_EXERCISE DESCRIPTION_. Repeat each of the records below word for word.

━━━ DATA FOR THIS TASK

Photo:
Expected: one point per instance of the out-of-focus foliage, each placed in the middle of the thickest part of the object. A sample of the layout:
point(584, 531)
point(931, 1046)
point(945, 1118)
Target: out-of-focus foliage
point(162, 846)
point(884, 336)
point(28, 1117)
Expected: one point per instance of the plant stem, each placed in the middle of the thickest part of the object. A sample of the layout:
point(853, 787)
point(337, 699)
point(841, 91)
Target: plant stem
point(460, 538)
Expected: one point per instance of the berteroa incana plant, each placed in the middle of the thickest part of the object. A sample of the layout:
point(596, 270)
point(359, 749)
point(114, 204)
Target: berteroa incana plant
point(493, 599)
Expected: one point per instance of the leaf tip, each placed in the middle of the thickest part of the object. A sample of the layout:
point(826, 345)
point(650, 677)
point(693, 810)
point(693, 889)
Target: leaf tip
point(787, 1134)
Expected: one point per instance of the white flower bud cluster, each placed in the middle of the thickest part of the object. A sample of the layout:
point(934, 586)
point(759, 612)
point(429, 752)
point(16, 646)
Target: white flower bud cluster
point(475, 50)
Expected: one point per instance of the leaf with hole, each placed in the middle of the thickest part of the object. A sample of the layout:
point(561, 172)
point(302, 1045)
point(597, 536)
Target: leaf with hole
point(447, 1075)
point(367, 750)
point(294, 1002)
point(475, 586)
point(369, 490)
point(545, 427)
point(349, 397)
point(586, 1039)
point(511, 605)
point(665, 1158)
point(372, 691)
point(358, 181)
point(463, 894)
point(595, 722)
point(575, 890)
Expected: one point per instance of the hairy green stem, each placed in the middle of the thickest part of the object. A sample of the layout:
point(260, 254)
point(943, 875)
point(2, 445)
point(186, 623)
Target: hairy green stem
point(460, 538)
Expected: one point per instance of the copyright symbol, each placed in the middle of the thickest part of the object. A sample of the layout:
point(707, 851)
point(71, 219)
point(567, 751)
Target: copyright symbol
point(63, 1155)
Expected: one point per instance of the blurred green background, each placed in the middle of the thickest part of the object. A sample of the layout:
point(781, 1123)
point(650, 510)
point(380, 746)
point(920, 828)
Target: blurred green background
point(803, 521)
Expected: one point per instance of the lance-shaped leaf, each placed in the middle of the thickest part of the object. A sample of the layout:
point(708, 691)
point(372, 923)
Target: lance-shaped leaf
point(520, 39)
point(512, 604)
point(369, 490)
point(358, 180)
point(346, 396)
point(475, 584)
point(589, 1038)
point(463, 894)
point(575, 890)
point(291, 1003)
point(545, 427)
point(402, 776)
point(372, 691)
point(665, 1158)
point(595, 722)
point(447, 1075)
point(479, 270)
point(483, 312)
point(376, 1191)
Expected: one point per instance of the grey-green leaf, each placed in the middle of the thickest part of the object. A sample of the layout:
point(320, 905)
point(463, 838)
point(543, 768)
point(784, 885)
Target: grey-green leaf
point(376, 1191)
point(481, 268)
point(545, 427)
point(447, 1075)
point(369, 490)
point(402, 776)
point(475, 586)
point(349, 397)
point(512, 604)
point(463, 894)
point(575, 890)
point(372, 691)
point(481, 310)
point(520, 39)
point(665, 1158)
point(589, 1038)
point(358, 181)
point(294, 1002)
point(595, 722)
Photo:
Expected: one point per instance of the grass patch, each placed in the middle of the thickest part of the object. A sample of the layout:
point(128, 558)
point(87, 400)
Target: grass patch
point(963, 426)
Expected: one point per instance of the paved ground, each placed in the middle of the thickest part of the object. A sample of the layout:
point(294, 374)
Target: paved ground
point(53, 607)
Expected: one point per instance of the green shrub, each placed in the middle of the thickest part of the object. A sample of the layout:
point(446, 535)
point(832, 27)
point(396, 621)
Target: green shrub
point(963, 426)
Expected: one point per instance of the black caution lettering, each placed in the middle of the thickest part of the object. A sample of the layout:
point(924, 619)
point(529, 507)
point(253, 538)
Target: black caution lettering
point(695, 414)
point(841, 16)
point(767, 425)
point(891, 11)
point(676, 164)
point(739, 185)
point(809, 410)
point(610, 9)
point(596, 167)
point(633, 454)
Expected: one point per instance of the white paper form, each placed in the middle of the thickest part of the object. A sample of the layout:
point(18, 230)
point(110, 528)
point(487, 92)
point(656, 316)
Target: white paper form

━━━━━━

_TASK ANSWER_.
Photo:
Expected: one point per instance of the out-of-focus foliage, each placed in the middle of the thickest part of the object. A sample of the layout:
point(584, 531)
point(931, 1046)
point(945, 1118)
Target: out-of-focus foliage
point(162, 846)
point(884, 336)
point(28, 1117)
Expected: one point per instance of the plant stem, each placed in the middle of the thickest part of the object. A sample of the layout:
point(853, 787)
point(337, 699)
point(841, 91)
Target: plant stem
point(460, 538)
Expected: one point per instance of the berteroa incana plant, each placed in the middle of the thickest part of the object. A sample of the layout:
point(596, 270)
point(359, 749)
point(114, 204)
Target: berteroa incana plant
point(493, 599)
Expected: one point per instance of the leaf tip, each placed in the middle of the thickest part of the object. A sample of the layout:
point(826, 345)
point(650, 677)
point(693, 810)
point(693, 889)
Target: leaf tip
point(787, 1134)
Expected: one point per instance of the white flower bud cluster, each placed in the middle of the thickest part of the object. A sample of the layout:
point(934, 586)
point(759, 612)
point(429, 752)
point(16, 646)
Target: white flower bud cluster
point(475, 50)
Expected: one point per instance of the leaf with hole, each placed in the middle of the thickest part of the object. A sample of the layout:
point(561, 172)
point(302, 1045)
point(597, 536)
Target: leaf with hole
point(447, 1075)
point(367, 750)
point(294, 1002)
point(475, 586)
point(369, 490)
point(545, 427)
point(349, 397)
point(586, 1039)
point(511, 605)
point(665, 1158)
point(372, 691)
point(358, 181)
point(463, 894)
point(595, 722)
point(575, 890)
Expected: one point per instance of the hairy green stem, each placed in the middle of the thickest part of the object. A sample of the layout:
point(260, 254)
point(943, 875)
point(2, 445)
point(186, 623)
Target: hairy green stem
point(460, 538)
Expected: one point per instance of the copyright symbol, each placed in the middle of the thickest part of the object. A sample of the layout:
point(707, 851)
point(71, 219)
point(567, 751)
Target: copyright symbol
point(63, 1155)
Expected: one point per instance of the blurred green background, each placed in the middle of the thickest part of the object. A sample of the layout:
point(781, 1123)
point(650, 510)
point(380, 746)
point(920, 828)
Target: blurred green background
point(803, 521)
Expected: one point per instance of the lance-shaped leaf, each placed in the middle of the thickest part of the object. A sample of the layout:
point(708, 691)
point(372, 923)
Target: lance-shaped leaf
point(520, 39)
point(512, 604)
point(369, 490)
point(358, 180)
point(346, 396)
point(475, 584)
point(589, 1038)
point(463, 894)
point(575, 890)
point(291, 1003)
point(545, 427)
point(402, 776)
point(372, 691)
point(665, 1158)
point(595, 722)
point(447, 1075)
point(479, 270)
point(483, 312)
point(376, 1191)
Expected: one point per instance of the grey-green leaf, each placed in the middle of the thickest part of the object. A sample of the layout:
point(320, 905)
point(463, 838)
point(543, 768)
point(784, 885)
Target: grey-green leaf
point(376, 1191)
point(481, 268)
point(545, 427)
point(447, 1075)
point(369, 490)
point(402, 776)
point(475, 586)
point(349, 397)
point(512, 604)
point(463, 894)
point(575, 890)
point(372, 691)
point(481, 310)
point(520, 39)
point(665, 1158)
point(589, 1038)
point(358, 181)
point(294, 1002)
point(595, 722)
Photo:
Expected: one point per instance of the grass patch, each placed in the middle of the thickest part of the object. A sample of the layout:
point(128, 558)
point(87, 400)
Target: grass patch
point(963, 426)
Expected: one point per instance of the paved ground, each placed in the middle of the thickest part of the object. A sample of the layout:
point(294, 374)
Target: paved ground
point(53, 607)
Expected: one point per instance of the green shrub, each placed in the middle of the thickest part of the object. A sample of the layout:
point(446, 535)
point(832, 27)
point(396, 621)
Target: green shrub
point(963, 426)
Expected: one point per instance of the black caution lettering, each placed in the middle of the thickest part of the object. A sample of the layout:
point(924, 619)
point(529, 507)
point(253, 538)
Target: black caution lettering
point(695, 414)
point(841, 16)
point(767, 425)
point(891, 11)
point(676, 164)
point(739, 185)
point(809, 410)
point(610, 9)
point(596, 167)
point(633, 454)
Expected: one point per instance of the white paper form, each placed in the middle of the thickest part of the object. A sample of the layout:
point(18, 230)
point(110, 528)
point(487, 92)
point(656, 316)
Target: white paper form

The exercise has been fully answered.